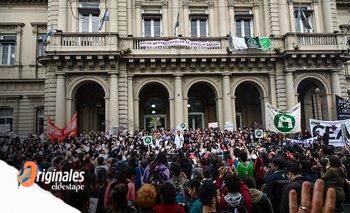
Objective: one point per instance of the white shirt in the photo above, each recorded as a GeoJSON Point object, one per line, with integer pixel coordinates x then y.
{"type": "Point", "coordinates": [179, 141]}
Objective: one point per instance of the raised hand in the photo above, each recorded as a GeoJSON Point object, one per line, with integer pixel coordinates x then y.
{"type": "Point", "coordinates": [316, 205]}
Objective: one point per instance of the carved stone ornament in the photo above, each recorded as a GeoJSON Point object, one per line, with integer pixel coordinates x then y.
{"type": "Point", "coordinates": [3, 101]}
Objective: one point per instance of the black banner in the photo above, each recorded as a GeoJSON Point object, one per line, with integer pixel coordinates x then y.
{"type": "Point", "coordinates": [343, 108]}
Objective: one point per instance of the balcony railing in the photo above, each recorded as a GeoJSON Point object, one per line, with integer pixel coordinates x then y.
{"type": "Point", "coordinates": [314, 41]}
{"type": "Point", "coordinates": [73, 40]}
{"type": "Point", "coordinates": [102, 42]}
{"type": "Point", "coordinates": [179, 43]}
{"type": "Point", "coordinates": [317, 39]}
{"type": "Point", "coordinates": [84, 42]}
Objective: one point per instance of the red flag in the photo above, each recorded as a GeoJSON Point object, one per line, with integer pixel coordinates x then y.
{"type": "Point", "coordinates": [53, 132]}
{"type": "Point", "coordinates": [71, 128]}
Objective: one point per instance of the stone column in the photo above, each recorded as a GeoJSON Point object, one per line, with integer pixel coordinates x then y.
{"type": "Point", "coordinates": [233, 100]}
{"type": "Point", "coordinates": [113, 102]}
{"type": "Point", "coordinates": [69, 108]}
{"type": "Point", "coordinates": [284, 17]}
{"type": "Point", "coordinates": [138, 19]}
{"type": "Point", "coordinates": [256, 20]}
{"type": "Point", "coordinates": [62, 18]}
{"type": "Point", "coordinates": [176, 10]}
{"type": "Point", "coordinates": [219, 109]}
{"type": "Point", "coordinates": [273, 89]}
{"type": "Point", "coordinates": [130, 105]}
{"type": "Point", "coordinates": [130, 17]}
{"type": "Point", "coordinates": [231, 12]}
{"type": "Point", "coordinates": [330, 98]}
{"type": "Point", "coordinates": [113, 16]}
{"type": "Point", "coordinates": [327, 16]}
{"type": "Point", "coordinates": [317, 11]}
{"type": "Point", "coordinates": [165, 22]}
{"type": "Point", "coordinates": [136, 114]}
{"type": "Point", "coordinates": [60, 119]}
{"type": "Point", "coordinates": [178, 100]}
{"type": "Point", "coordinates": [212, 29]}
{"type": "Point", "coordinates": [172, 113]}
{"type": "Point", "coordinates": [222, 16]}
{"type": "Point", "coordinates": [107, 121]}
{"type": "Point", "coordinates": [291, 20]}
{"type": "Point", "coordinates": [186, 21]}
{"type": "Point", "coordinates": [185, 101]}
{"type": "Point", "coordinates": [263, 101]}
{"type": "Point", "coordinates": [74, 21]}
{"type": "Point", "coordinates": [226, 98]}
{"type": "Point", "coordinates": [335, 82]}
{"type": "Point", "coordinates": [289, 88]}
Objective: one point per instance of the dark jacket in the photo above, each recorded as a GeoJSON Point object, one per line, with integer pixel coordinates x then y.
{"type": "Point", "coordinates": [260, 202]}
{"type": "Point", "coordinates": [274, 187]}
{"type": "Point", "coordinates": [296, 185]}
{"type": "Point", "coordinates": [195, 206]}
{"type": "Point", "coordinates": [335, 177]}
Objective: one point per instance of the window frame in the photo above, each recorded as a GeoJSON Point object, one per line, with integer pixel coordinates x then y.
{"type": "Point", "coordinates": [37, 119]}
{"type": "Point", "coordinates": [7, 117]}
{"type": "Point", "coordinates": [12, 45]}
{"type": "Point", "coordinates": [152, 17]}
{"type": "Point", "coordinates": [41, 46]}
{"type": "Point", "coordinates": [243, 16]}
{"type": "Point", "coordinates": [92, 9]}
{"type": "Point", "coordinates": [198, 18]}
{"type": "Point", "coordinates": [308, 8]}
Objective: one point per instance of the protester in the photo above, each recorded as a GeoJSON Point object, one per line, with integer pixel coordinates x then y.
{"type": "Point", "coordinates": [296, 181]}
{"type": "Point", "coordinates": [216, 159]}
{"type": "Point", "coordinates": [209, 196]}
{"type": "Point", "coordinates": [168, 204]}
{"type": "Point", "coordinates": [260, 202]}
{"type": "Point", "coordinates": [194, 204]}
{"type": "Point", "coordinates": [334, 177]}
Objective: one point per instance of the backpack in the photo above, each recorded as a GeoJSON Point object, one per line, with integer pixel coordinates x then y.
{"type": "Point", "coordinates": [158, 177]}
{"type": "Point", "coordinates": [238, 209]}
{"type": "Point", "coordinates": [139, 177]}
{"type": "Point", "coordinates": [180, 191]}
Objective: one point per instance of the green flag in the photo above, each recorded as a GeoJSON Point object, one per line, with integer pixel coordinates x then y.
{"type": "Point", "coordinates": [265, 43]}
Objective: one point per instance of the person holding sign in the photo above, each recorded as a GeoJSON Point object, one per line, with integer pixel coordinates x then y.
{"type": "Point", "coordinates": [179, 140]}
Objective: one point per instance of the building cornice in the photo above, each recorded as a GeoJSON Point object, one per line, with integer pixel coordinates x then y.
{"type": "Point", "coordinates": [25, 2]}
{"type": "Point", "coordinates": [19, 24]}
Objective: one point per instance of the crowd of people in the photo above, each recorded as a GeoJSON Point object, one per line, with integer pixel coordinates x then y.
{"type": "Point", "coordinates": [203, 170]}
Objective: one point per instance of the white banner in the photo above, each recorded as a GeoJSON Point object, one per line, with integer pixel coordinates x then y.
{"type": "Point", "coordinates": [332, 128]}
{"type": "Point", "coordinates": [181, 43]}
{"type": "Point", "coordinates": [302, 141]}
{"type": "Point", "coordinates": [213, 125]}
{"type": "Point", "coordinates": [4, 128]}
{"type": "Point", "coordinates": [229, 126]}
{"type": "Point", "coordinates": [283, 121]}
+ + + + + + +
> **Your objective**:
Start at the line holding "Objective: one point per instance of the white banner" and retype each line through the end of the material above, both included.

> **Problem solution**:
Objective: one point per instance of the white banner in the photo above, each recorded as a GeoJSON Point object, one per line, with integer pixel coordinates x then y.
{"type": "Point", "coordinates": [332, 128]}
{"type": "Point", "coordinates": [181, 43]}
{"type": "Point", "coordinates": [302, 141]}
{"type": "Point", "coordinates": [213, 125]}
{"type": "Point", "coordinates": [4, 128]}
{"type": "Point", "coordinates": [229, 126]}
{"type": "Point", "coordinates": [283, 121]}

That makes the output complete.